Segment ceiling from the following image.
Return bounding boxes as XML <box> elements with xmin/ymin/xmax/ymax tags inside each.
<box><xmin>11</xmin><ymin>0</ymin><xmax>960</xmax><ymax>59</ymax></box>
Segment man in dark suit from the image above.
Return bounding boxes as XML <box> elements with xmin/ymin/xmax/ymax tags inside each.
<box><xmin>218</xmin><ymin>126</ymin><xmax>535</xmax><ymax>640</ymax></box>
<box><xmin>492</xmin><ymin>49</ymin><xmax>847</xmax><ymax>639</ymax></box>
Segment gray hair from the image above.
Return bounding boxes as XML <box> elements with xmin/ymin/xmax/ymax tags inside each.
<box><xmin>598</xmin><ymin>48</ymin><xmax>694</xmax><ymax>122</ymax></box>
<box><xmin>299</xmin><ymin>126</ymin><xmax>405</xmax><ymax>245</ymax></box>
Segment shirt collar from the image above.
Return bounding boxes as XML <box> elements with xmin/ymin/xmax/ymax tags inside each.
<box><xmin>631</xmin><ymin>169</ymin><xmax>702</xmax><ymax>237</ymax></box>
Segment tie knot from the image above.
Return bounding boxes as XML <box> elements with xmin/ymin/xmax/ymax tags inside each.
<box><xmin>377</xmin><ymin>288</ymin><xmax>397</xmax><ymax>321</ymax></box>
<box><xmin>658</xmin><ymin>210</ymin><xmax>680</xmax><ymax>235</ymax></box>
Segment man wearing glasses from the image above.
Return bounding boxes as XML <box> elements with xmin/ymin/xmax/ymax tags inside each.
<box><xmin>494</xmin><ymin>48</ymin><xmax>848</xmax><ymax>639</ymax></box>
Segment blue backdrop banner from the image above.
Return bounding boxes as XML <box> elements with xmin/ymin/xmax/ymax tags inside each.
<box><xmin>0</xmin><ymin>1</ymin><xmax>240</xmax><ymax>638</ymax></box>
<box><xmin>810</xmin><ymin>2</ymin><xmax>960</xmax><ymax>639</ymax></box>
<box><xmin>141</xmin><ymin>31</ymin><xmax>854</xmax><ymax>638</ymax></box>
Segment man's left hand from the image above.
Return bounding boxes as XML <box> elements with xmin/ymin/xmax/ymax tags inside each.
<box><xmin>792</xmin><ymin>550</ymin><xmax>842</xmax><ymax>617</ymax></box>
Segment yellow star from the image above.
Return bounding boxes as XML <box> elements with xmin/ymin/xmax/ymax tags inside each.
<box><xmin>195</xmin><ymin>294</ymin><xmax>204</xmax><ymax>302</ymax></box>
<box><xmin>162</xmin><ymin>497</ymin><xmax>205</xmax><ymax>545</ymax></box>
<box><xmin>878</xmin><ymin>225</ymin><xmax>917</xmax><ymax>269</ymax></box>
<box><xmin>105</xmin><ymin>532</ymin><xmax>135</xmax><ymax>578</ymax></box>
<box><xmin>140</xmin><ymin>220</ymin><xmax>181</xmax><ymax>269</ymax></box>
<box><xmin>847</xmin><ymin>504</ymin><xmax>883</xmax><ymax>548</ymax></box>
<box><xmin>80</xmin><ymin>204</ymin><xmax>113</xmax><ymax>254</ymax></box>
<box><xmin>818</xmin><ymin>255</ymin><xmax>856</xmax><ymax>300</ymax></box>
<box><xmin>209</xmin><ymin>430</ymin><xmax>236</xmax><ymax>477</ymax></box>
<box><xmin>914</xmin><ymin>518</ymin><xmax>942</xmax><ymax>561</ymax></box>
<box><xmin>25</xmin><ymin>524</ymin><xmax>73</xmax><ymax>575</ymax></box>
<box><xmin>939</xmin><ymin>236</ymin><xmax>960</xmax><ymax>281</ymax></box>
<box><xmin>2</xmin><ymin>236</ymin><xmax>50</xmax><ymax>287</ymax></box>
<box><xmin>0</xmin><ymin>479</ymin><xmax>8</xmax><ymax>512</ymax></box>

══════

• [Task prompt] Transcribe all of the material above so that it matches the source exactly.

• [Exercise response]
Segment ceiling from the following image.
Return bounding boxes as XML <box> elements with xmin/ymin/xmax/ymax tags inside each.
<box><xmin>11</xmin><ymin>0</ymin><xmax>960</xmax><ymax>59</ymax></box>
Segment man in dark suit from the image above.
Return bounding boxes as XML <box> elements with xmin/ymin/xmax/ymax tags inside each.
<box><xmin>218</xmin><ymin>126</ymin><xmax>535</xmax><ymax>640</ymax></box>
<box><xmin>492</xmin><ymin>49</ymin><xmax>847</xmax><ymax>639</ymax></box>
Segment gray hair from the image above.
Return bounding boxes as XML <box> elements with xmin/ymin/xmax/ymax tags inside each.
<box><xmin>598</xmin><ymin>48</ymin><xmax>694</xmax><ymax>122</ymax></box>
<box><xmin>299</xmin><ymin>126</ymin><xmax>405</xmax><ymax>245</ymax></box>
Segment shirt collar from the image above.
Return bounding boxes as XML <box> elements with xmin/ymin/xmax/ymax tags inside each.
<box><xmin>631</xmin><ymin>169</ymin><xmax>702</xmax><ymax>237</ymax></box>
Segment tie knot from the image above.
Return bounding boxes as XML <box> elements with xmin/ymin/xmax/ymax tags inside each.
<box><xmin>377</xmin><ymin>288</ymin><xmax>397</xmax><ymax>321</ymax></box>
<box><xmin>658</xmin><ymin>210</ymin><xmax>680</xmax><ymax>235</ymax></box>
Segment man wearing glasses from the image above.
Return bounding boxes as XML <box> elements with xmin/ymin/xmax/ymax tags inside each.
<box><xmin>494</xmin><ymin>48</ymin><xmax>848</xmax><ymax>639</ymax></box>
Segment blue backdrop banner from the image above.
Return bounding boxes as XML <box> elements with xmin/ymin/xmax/ymax tags inside each.
<box><xmin>0</xmin><ymin>1</ymin><xmax>240</xmax><ymax>638</ymax></box>
<box><xmin>810</xmin><ymin>2</ymin><xmax>960</xmax><ymax>639</ymax></box>
<box><xmin>141</xmin><ymin>31</ymin><xmax>854</xmax><ymax>638</ymax></box>
Segment man's left hand from the image above.
Return bounding boxes as XML <box> elements with xmin/ymin/xmax/ymax tags inside each.
<box><xmin>792</xmin><ymin>550</ymin><xmax>842</xmax><ymax>617</ymax></box>
Segment yellow star from the image above.
Return bounding boxes as XML <box> elements with xmin/ymin/xmax/ymax tags inside each.
<box><xmin>195</xmin><ymin>294</ymin><xmax>204</xmax><ymax>302</ymax></box>
<box><xmin>162</xmin><ymin>497</ymin><xmax>205</xmax><ymax>545</ymax></box>
<box><xmin>878</xmin><ymin>225</ymin><xmax>917</xmax><ymax>269</ymax></box>
<box><xmin>105</xmin><ymin>532</ymin><xmax>135</xmax><ymax>578</ymax></box>
<box><xmin>140</xmin><ymin>220</ymin><xmax>181</xmax><ymax>269</ymax></box>
<box><xmin>847</xmin><ymin>504</ymin><xmax>883</xmax><ymax>548</ymax></box>
<box><xmin>80</xmin><ymin>204</ymin><xmax>113</xmax><ymax>254</ymax></box>
<box><xmin>818</xmin><ymin>255</ymin><xmax>856</xmax><ymax>300</ymax></box>
<box><xmin>209</xmin><ymin>430</ymin><xmax>236</xmax><ymax>477</ymax></box>
<box><xmin>914</xmin><ymin>518</ymin><xmax>942</xmax><ymax>561</ymax></box>
<box><xmin>25</xmin><ymin>524</ymin><xmax>73</xmax><ymax>575</ymax></box>
<box><xmin>939</xmin><ymin>236</ymin><xmax>960</xmax><ymax>281</ymax></box>
<box><xmin>2</xmin><ymin>236</ymin><xmax>50</xmax><ymax>287</ymax></box>
<box><xmin>0</xmin><ymin>479</ymin><xmax>8</xmax><ymax>512</ymax></box>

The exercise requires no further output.